Extract provided:

The following is a lightly edited transcript of the January 26 episode of The Daily Blast podcast. Listen to it here.
Greg Sargent: This is The Daily Blast from The New Republic, produced and presented by the DSR Network. I’m your host, Greg Sargent.
Any day now, the Supreme Court is expected to rule on President Trump’s tariffs. The legal case against them is strong, in part because he’s justified them by claiming an economic emergency that doesn’t exist. But with this high court, you never know. However, it turns out that Trump has already basically revealed right out in public, again and again, that the rationale for his tariffs is bogus. He’s done this by using tariffs to threaten numerous people for all sorts of other reasons, meaning they have nothing to do with any economic emergency. And Trump did this again during his speech in Davos. MS NOW’s Steve Benen identified this odd pattern in a really good piece, so with a ruling coming at any time, we’re talking to him about all this today. Steve, good to have you on.
Steve Benen: Thanks, Greg, it’s great to see you.
Sargent: So let’s start here. During his Davos speech, Trump told a really odd story about how he decided last year to impose 30 percent tariffs on imports from Switzerland. At one point he spoke with Switzerland’s Karin Keller-Sutter. She rubbed him the wrong way, and he hiked the tariffs to 39 percent.
Subsequently, he reduced the tariffs after a Swiss delegation of industry figures visited. As one report put it, they were literally bearing gifts: a Rolex, a personalized gold bar, and loads of flattery, as Axios put it.
Donald Trump (voiceover): But I brought it up to 30 percent. And the, I guess, Prime Minister, I don’t think President, I think Prime Minister called a woman. And she was very repetitive. She said, No, no, no, you cannot do that—30 percent. She just rubbed me the wrong way. I’ll be honest with you. And I said, “All right, thank you, ma’am. Appreciate it.” “Do not do this.” “Thank you very much, ma’am.” And I made it 39%. And then all hell really broke out. And I was paid visits by everybody. Rolex came to see me. They all came to see me. But I realized, and I reduced it. Because I don’t want to hurt people. I don’t want to hurt them. And we brought it down to a, you know, lower level.
Sargent: Then the administration announced that the tariffs would be cut to 15 percent. So Steve, it’s interesting that Trump is deciding to set tariff rates based on whether this female leader’s voice annoyed him and then on the level of flattery and tribute he’s receiving. That’s not how it’s supposed to work, is it?
Benen: Yeah, you know, when you put it that way, Greg, it sounds bad. I mean, look, we have a situation here in which the White House has said for about a year now that Donald Trump needs unilateral power. He needs to be able to impose arbitrary tariffs on U.S. trading partners—without congressional approval—in response to “emergency” conditions that necessitate this dramatic action.
And so with that in mind, you would like to think that the White House has an actual emergency in mind, that this emergency exists. And yet here we are seeing Donald Trump repeatedly and publicly explaining that as far as he’s concerned, there really isn’t an emergency. There are just whims, his own personal preferences. He’s giving away the game on purpose in public in ways that we can all recognize.

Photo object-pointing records
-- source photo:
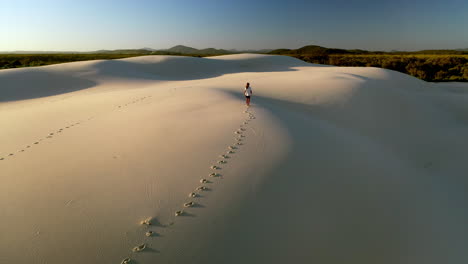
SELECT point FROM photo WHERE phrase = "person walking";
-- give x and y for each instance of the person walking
(247, 93)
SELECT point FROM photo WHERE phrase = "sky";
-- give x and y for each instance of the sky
(86, 25)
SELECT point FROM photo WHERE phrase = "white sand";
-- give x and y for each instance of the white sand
(340, 165)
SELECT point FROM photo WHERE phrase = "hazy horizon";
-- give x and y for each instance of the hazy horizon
(54, 25)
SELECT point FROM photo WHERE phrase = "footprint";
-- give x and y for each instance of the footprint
(189, 204)
(179, 213)
(139, 248)
(126, 261)
(146, 221)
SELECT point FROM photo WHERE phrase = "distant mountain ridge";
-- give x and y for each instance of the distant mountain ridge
(185, 50)
(323, 51)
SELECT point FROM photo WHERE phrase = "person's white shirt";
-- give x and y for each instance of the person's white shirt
(248, 91)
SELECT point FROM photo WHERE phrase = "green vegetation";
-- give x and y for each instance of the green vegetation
(31, 60)
(428, 65)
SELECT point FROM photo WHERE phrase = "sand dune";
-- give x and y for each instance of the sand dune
(156, 160)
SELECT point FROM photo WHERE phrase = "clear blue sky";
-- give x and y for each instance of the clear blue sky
(241, 24)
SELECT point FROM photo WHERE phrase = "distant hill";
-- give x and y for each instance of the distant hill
(310, 49)
(322, 51)
(192, 51)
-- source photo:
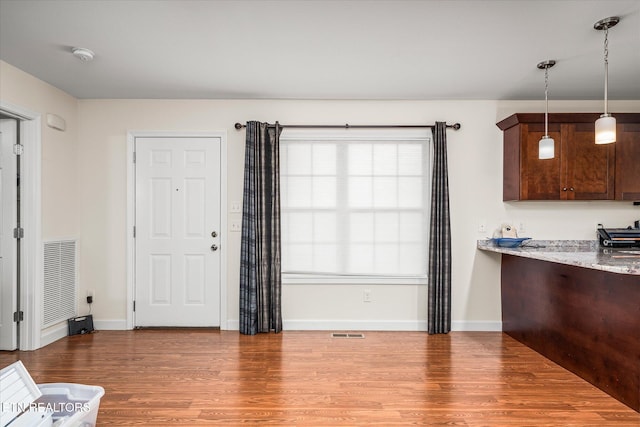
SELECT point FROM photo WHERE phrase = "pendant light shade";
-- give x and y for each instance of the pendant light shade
(546, 145)
(606, 129)
(546, 148)
(606, 124)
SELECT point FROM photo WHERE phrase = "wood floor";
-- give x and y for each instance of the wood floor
(203, 377)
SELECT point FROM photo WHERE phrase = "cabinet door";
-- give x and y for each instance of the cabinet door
(589, 167)
(628, 161)
(540, 179)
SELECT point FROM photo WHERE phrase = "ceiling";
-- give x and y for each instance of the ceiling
(313, 49)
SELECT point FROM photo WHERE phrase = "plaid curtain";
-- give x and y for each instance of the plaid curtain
(439, 304)
(260, 280)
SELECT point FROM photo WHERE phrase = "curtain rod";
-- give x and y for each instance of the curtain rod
(455, 126)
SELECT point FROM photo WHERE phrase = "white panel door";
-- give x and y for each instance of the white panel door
(177, 231)
(8, 245)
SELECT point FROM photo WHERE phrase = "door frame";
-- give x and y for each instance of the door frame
(131, 203)
(31, 256)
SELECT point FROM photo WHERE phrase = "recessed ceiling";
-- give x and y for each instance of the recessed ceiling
(308, 49)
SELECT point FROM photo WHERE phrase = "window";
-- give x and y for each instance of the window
(355, 205)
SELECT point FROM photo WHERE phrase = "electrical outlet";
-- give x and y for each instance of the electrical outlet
(366, 296)
(235, 207)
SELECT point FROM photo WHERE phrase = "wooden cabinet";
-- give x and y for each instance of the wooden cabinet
(584, 320)
(580, 170)
(628, 161)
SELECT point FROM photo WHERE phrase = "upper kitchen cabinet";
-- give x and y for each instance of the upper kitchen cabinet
(580, 170)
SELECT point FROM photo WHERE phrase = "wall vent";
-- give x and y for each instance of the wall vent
(60, 282)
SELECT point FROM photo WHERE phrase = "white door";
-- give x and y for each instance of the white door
(8, 245)
(177, 279)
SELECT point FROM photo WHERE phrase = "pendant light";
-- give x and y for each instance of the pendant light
(546, 145)
(606, 124)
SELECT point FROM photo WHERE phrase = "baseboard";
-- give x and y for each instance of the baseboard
(110, 325)
(377, 325)
(476, 326)
(54, 333)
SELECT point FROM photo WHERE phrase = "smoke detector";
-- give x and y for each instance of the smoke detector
(84, 55)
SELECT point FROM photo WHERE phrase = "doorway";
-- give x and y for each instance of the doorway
(29, 259)
(178, 241)
(9, 182)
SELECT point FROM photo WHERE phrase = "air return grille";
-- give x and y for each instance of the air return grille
(60, 282)
(346, 335)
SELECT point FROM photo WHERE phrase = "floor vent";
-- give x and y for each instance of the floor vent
(345, 335)
(60, 282)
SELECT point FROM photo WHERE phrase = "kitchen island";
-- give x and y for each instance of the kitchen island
(579, 305)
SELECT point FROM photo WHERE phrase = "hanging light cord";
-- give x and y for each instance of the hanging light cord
(606, 66)
(546, 101)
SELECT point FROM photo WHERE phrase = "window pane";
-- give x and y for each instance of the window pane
(325, 258)
(298, 159)
(325, 227)
(385, 161)
(300, 227)
(385, 192)
(387, 227)
(324, 159)
(361, 227)
(410, 159)
(410, 192)
(299, 192)
(324, 192)
(359, 157)
(412, 259)
(299, 258)
(360, 192)
(360, 258)
(412, 227)
(355, 207)
(386, 259)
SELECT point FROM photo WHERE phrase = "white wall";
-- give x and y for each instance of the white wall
(475, 167)
(58, 178)
(84, 195)
(59, 201)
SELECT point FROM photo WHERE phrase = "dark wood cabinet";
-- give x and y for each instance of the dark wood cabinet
(580, 170)
(585, 320)
(628, 161)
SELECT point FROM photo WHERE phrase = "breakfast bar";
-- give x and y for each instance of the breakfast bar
(577, 304)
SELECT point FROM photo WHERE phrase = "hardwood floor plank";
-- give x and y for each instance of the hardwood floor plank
(203, 377)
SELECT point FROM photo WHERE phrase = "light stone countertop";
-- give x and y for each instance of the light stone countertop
(581, 253)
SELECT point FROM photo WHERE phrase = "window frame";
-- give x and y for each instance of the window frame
(423, 135)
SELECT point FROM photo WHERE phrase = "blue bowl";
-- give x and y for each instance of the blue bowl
(510, 242)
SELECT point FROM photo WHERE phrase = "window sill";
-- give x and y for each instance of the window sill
(293, 279)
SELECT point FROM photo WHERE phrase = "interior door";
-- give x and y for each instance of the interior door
(177, 231)
(8, 246)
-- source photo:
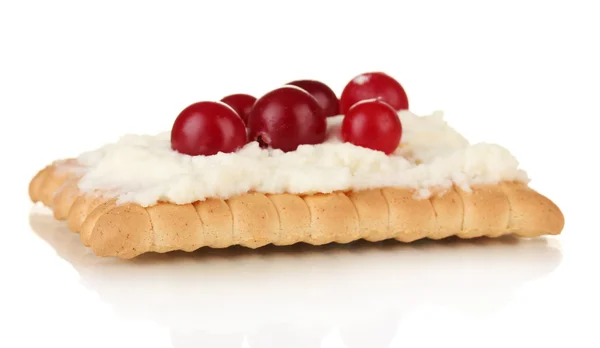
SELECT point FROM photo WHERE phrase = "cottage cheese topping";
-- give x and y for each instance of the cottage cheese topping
(144, 169)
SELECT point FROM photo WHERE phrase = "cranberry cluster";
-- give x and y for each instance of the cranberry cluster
(293, 115)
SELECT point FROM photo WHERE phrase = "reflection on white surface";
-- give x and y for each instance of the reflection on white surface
(295, 296)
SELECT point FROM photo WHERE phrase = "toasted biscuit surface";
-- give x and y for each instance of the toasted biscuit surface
(255, 219)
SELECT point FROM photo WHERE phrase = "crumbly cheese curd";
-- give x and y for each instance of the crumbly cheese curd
(144, 169)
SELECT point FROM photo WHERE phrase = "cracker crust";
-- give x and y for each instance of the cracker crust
(253, 220)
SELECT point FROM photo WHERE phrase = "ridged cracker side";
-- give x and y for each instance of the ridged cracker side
(255, 219)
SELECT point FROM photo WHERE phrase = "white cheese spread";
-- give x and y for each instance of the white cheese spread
(144, 169)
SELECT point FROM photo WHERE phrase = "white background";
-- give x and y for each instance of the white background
(524, 74)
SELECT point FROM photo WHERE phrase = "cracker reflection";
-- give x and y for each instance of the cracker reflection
(296, 296)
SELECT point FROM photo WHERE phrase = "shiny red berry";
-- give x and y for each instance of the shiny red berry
(374, 85)
(241, 103)
(206, 128)
(372, 124)
(286, 118)
(322, 93)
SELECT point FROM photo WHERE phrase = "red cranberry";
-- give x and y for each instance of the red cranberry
(286, 118)
(241, 103)
(324, 95)
(372, 124)
(375, 85)
(206, 128)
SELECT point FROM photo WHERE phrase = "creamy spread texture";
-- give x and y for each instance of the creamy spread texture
(144, 169)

Exercise instructions:
**1.** Retype the passage of the podcast transcript that begins with the words containing "Sargent: Then the" and ends with "this dramatic action.".
**2.** Do these statements agree with the podcast transcript? Answer yes or no for each, quoting the words that decide it.
(a) Trump first set tariffs on Swiss imports at 30 percent and then raised them to 39 percent.
(b) The Swiss delegation that visited Trump was made up of government ministers.
(c) The administration announced that the tariffs would be cut to 10 percent.
**3.** Which people does the podcast transcript mention by name? List them all.

Solved problems:
**1.**
Sargent: Then the administration announced that the tariffs would be cut to 15 percent. So Steve, it’s interesting that Trump is deciding to set tariff rates based on whether this female leader’s voice annoyed him and then on the level of flattery and tribute he’s receiving. That’s not how it’s supposed to work, is it?
Benen: Yeah, you know, when you put it that way, Greg, it sounds bad. I mean, look, we have a situation here in which the White House has said for about a year now that Donald Trump needs unilateral power. He needs to be able to impose arbitrary tariffs on U.S. trading partners—without congressional approval—in response to “emergency” conditions that necessitate this dramatic action.

**2.**
(a) Yes: "he decided last year to impose 30 percent tariffs on imports from Switzerland" and "he hiked the tariffs to 39 percent."
(b) No: "a Swiss delegation of industry figures visited."
(c) No: "the administration announced that the tariffs would be cut to 15 percent."

**3.** Greg Sargent, Steve Benen, Donald Trump, Karin Keller-Sutter